## Passage provided
——————————
On May 15th, 2020, The U.S. government enacted new sanctions on Chinese tech giant Huawei Technologies.
These sanctions come into effect in September and will, once again, create disruptions in the global semiconductor supply chain. That said, it is not all doom and gloom. One Chinese chipmaker could benefit from such disruptions: Semiconductor Manufacturing International Corporation (SEHK: 981).
In this article, we will look at exactly why this company is poised to thrive, and to understand things clearly we have to look at the broader picture.
TSMC halts new orders from Huawei
For those who are unaware, the new rule requires a special license issued by the US officials, which will control foreign semiconductor makers that use American chipmaking equipment from exporting directly to Huawei without the US government’s consent.
The new sanction will further restrict companies such as Taiwan Semiconductor Manufacturing Co., otherwise known as TSMC, from providing semiconductors to Huawei. TSMC is one of the world’s largest chipmaker contractors and can produce the most advanced computing chips.
On the 18th of May, TSMC announced that they would halt new orders from Huawei.
This business decision possibly boils down to TSMC’s strong reliance on high-precision manufacturing equipment made in the US, as well as difficulties switching to alternatives given limited options available in the market.
But TSMC’s hesitance has created an opportunity for one of China’s largest domestic chipmakers – Semiconductor Manufacturing International Cor (SMIC)p., a potential alternative to TSMC for Huawei.
A company that benefits: SMIC
Last year, Huawei assigned SMIC to produce its new 14nm Kirin 710A mobile processors in anticipation of losing access to TSMC.
As a result of this deal, SMIC’s first-quarter earnings saw an uptick. The company reported an all-time high revenue of $908 million, which translates to an increase of 7.8% year-over-year. This was because of stronger maker demands and a better product mix. It also was because of Huawei, which accounted for 20% of the company’s revenue.
SMIC continues to capture growth opportunities in the domestic market. The company’s capital expenditures were up 57.9% year-on-year. It also increased its planned capital expenditure from USD $3.2 billion to USD $4.3 billion for further expansion in production facilities.
Furthermore, SMIC sequentially announced its plan to raise more than US 3 billion in the Shanghai’s STAR market, as well as securing funding that worth USD $1.2 billion from Chinese state investors.
Clearly, the proceeds shall be used to for increasing manufacturing capacity, as well as research and development in chipmaking technology to catch up with market rivals.
Just between the series of announcements in state-funding, IPO plans, and the company’s latest earnings, SMIC’s stock price soared up by more than 30% to a 52-weeks high of $20.7. From a short-term view, it has been generating very lucrative returns to speculators in the market.
——————————
## Dataset entries
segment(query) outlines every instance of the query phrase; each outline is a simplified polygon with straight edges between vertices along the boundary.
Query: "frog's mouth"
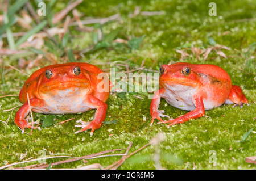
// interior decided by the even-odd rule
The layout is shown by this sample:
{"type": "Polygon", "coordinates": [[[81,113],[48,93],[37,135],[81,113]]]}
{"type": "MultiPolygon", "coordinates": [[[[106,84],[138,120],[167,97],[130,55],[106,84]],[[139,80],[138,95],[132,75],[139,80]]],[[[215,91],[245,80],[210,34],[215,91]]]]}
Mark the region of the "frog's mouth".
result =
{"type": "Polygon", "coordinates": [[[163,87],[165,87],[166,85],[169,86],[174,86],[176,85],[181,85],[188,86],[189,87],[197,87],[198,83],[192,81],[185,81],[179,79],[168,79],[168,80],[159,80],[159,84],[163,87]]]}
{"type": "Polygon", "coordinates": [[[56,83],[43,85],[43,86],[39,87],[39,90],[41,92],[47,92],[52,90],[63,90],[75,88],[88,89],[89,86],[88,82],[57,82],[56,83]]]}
——————————
## Exercise
Can you reproduce, word for word, the stretch of the article on the Huawei sanctions that runs from "This business decision" up to and including "TSMC for Huawei."?

## The solution
This business decision possibly boils down to TSMC’s strong reliance on high-precision manufacturing equipment made in the US, as well as difficulties switching to alternatives given limited options available in the market.
But TSMC’s hesitance has created an opportunity for one of China’s largest domestic chipmakers – Semiconductor Manufacturing International Cor (SMIC)p., a potential alternative to TSMC for Huawei.